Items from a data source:
·····

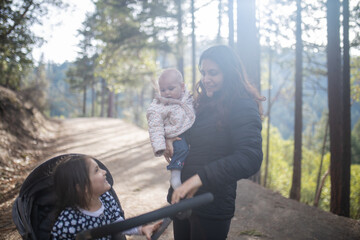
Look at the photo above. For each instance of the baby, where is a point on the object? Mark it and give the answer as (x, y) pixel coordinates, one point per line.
(170, 114)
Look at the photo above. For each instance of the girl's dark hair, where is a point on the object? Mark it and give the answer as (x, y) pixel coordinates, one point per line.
(72, 182)
(235, 85)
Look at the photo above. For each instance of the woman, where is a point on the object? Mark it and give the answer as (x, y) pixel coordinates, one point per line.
(225, 144)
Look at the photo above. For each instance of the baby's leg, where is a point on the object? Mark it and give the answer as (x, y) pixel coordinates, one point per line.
(175, 179)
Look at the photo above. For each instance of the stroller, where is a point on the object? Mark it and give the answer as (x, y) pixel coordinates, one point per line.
(34, 210)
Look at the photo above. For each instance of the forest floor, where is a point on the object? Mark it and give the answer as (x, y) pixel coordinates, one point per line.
(141, 180)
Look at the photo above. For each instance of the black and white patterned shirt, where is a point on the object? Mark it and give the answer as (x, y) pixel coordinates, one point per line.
(74, 220)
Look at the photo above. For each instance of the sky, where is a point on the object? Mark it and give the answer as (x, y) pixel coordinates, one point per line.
(59, 30)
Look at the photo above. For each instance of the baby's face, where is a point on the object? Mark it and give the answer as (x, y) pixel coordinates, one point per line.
(170, 87)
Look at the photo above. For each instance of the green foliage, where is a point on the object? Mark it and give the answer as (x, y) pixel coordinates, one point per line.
(355, 144)
(355, 191)
(17, 40)
(280, 172)
(355, 78)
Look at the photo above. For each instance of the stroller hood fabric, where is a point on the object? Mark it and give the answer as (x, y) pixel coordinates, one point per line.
(34, 209)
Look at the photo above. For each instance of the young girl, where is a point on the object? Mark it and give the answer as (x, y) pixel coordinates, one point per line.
(170, 115)
(84, 201)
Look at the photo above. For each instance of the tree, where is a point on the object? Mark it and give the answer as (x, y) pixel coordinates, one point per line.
(248, 45)
(339, 178)
(296, 179)
(16, 38)
(193, 47)
(347, 114)
(231, 22)
(180, 38)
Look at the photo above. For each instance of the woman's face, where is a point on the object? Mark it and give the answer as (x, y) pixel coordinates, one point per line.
(98, 182)
(211, 77)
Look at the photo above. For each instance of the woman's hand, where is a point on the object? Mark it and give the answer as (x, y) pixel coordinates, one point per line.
(169, 151)
(187, 189)
(148, 230)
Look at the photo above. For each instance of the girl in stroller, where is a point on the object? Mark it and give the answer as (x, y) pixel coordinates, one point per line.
(84, 201)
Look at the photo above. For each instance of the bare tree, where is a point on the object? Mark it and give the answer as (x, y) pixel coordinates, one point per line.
(231, 22)
(180, 43)
(193, 46)
(248, 46)
(295, 190)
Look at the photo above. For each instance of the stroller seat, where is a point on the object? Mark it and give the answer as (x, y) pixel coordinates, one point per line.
(34, 209)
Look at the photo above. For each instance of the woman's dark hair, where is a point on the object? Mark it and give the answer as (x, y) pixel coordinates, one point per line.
(235, 85)
(72, 182)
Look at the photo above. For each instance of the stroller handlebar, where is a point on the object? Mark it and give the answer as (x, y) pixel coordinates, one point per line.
(146, 218)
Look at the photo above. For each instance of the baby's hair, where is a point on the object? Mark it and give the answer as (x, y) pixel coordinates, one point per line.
(172, 72)
(72, 183)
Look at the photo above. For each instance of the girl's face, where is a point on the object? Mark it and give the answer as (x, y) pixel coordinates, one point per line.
(170, 87)
(211, 77)
(99, 184)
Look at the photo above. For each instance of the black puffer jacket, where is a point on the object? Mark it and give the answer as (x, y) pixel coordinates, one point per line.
(223, 155)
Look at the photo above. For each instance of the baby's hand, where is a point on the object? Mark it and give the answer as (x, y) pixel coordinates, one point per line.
(147, 230)
(169, 148)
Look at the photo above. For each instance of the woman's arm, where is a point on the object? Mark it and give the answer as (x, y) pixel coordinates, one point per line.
(187, 189)
(246, 148)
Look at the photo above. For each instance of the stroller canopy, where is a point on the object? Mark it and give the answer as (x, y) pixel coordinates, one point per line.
(34, 209)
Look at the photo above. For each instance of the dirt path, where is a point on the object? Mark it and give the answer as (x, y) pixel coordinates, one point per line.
(141, 183)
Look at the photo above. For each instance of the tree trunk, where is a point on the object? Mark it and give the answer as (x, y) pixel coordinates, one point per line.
(347, 114)
(231, 23)
(218, 37)
(111, 104)
(103, 90)
(268, 121)
(247, 40)
(193, 47)
(338, 200)
(92, 99)
(248, 47)
(321, 162)
(318, 193)
(84, 100)
(296, 180)
(180, 44)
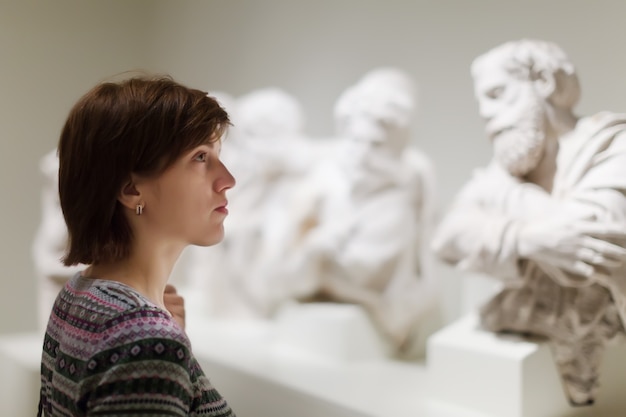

·····

**REQUEST**
Count the lines in the data above that contain the string "handlebar". Give only the number.

**CORRECT ANSWER**
1